# [PROBLEM TO WORK ON]
What you return should be the lines of the data containing "firefighting", each in full.
---------- DATA FOR THIS TASK ----------
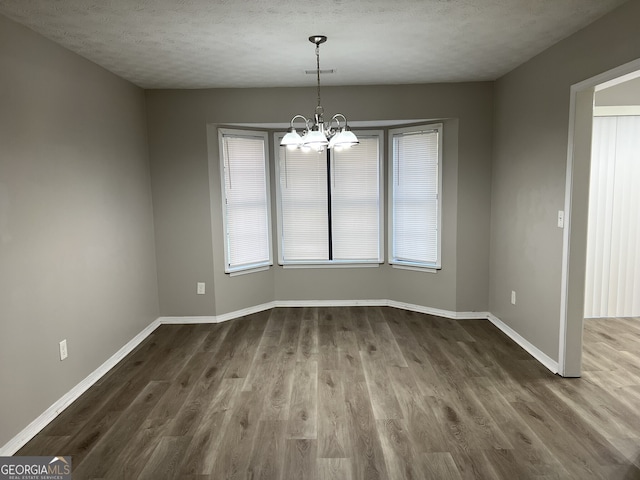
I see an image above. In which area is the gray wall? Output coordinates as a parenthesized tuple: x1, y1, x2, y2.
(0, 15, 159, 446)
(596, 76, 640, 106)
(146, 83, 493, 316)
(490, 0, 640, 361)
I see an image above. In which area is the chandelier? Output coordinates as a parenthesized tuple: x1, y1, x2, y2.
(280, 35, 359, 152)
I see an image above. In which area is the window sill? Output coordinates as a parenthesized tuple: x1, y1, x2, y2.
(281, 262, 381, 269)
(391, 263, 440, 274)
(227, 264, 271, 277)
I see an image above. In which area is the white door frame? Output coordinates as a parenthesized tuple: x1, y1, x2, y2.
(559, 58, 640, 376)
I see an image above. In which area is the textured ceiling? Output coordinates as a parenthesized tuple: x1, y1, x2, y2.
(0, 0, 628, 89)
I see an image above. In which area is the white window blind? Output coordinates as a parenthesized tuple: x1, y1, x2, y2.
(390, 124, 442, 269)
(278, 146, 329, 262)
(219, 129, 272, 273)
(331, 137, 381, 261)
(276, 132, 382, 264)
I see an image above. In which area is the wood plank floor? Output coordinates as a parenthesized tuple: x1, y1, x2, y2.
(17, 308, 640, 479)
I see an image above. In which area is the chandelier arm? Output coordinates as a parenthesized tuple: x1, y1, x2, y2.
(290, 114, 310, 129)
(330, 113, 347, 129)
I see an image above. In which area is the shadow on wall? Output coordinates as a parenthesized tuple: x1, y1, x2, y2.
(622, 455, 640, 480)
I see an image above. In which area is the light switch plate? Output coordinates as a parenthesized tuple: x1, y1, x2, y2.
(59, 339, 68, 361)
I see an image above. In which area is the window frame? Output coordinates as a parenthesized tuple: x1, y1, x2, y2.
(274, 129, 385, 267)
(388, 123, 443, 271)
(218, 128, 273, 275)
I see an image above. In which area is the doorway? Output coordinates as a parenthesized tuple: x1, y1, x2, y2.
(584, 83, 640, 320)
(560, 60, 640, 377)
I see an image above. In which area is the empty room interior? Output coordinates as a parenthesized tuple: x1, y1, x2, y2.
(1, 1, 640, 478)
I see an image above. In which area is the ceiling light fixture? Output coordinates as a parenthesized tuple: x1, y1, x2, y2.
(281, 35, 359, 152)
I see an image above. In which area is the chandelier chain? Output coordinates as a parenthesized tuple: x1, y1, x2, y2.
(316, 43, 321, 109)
----------
---------- DATA FOR THIS TASK ----------
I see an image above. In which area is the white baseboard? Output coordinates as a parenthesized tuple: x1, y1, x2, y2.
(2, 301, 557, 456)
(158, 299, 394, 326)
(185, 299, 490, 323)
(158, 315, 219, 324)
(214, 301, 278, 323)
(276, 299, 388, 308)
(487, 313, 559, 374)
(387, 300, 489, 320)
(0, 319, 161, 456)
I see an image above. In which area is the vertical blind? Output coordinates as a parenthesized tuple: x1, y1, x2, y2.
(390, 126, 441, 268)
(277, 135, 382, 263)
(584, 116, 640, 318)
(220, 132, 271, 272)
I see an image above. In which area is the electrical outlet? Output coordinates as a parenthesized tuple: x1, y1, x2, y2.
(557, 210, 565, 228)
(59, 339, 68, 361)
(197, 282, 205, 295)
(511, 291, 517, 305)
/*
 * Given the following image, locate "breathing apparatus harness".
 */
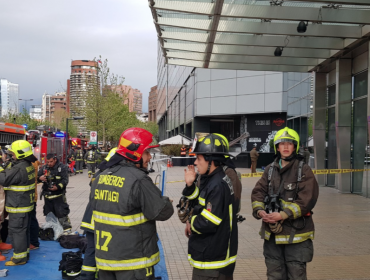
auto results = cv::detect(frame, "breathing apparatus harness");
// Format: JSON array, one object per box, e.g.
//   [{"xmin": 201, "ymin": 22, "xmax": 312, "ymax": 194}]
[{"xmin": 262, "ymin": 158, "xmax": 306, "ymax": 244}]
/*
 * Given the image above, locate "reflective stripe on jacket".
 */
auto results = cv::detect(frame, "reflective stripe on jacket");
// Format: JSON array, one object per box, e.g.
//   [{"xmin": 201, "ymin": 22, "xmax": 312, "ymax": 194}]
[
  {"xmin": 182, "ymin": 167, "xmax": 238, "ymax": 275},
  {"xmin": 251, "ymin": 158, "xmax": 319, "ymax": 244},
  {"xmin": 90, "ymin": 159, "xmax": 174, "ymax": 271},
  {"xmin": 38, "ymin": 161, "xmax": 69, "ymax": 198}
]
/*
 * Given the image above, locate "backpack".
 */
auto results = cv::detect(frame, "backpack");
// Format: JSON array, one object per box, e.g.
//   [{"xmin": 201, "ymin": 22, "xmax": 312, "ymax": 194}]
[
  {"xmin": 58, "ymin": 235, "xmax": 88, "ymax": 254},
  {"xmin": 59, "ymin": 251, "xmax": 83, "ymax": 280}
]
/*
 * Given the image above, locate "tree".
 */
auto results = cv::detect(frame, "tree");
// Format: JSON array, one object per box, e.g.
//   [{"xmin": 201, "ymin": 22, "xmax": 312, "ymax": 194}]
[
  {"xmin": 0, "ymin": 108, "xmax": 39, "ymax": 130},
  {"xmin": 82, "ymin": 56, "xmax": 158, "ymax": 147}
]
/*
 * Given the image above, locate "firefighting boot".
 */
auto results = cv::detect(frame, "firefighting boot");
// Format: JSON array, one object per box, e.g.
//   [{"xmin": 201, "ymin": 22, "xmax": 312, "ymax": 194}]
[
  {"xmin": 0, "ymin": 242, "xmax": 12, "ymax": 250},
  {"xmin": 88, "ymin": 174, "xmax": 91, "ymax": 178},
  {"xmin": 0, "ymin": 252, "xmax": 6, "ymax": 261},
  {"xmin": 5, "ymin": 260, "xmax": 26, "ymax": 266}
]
----------
# [ANSWER SPACE]
 * Given the image above, locate "firefighting boot".
auto results = cv::detect(frame, "firefighting boot");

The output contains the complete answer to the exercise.